> STATED GOAL A
Decide whether each statement agrees with the asphalt driveway thread below. For each, answer yes or no and quote the words from the thread that decide it: (i) The first poster thinks the driveway is structurally sound. (ii) Colonel K0rn has an asphalt driveway. (iii) Ron Hazelton got dirty while sealing his driveway.
> STATED GOAL B
Extend the asphalt driveway thread below, picking up where it stops.

> READING TEXT
--- Begin ---
# Asphalt driveway repair/topcoat



## probasestealer (Apr 19, 2018)

Anyone repaired their own asphalt driveway? After some reading I think mine is structurally ok, but there are a many small cracks to patch and then I'd like to top coat.
Was planning to hire this out, but we're residing the whole house this spring and kind of blowing the budget.
Any products you all recommend or pearls?
Thanks


----------



## Colonel K0rn (Jul 4, 2017)

Don't ask me why I came across this video, because I've got a concrete driveway. About a month ago, I found one that had Ron Hazelton sealing his driveway that he did in his trademark blue shirt and khaki pants. He was completely clean by the time he was done. Looks like it's a pretty simple process, with prep work being key.

https://youtu.be/4n6G5QQL-tk


----------



## probasestealer (Apr 19, 2018)
--- End ---
> RECORDED DATA
--- Begin ---
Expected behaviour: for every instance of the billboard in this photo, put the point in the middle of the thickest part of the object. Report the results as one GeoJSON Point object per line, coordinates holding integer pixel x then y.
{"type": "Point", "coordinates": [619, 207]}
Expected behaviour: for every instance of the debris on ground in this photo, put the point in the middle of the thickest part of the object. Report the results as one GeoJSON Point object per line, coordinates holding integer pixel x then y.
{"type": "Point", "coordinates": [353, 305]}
--- End ---
--- Begin ---
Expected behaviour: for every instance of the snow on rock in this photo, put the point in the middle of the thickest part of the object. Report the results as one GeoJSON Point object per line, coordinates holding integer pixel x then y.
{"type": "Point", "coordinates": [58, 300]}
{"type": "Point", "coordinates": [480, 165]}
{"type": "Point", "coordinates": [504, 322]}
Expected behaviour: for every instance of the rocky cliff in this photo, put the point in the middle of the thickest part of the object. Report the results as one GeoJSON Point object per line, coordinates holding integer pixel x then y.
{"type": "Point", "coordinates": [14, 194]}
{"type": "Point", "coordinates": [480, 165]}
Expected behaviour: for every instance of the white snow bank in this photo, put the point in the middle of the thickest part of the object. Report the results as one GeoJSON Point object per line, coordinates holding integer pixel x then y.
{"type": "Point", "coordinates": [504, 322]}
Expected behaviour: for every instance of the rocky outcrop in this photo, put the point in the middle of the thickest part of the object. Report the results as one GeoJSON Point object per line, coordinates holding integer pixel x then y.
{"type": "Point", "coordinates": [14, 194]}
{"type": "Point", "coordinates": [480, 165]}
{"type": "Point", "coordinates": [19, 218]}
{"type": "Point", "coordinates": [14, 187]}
--- End ---
--- Begin ---
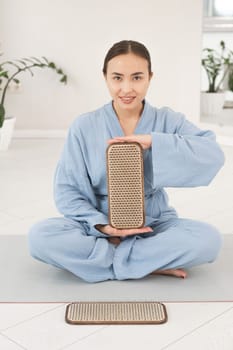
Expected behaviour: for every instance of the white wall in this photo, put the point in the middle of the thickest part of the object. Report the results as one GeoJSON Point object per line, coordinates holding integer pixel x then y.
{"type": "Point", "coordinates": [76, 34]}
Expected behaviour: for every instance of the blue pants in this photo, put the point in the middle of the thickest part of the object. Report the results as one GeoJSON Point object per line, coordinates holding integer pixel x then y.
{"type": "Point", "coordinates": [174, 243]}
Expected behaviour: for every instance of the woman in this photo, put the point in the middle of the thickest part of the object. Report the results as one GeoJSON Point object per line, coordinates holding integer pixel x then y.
--- End ---
> TASK ANSWER A
(i) Yes: "I think mine is structurally ok"
(ii) No: "I've got a concrete driveway."
(iii) No: "He was completely clean by the time he was done."

> TASK ANSWER B
Colonel K0rn said:


> Don't ask me why I came across this video, because I've got a concrete driveway. About a month ago, I found one that had Ron Hazelton sealing his driveway that he did in his trademark blue shirt and khaki pants. He was completely clean by the time he was done. Looks like it's a pretty simple process, with prep work being key.


Haha, I found the same video awhile ago. Is it somewhere else on this site? In fact, it may have been how I found this site and realized a lot of the names from ATY were here.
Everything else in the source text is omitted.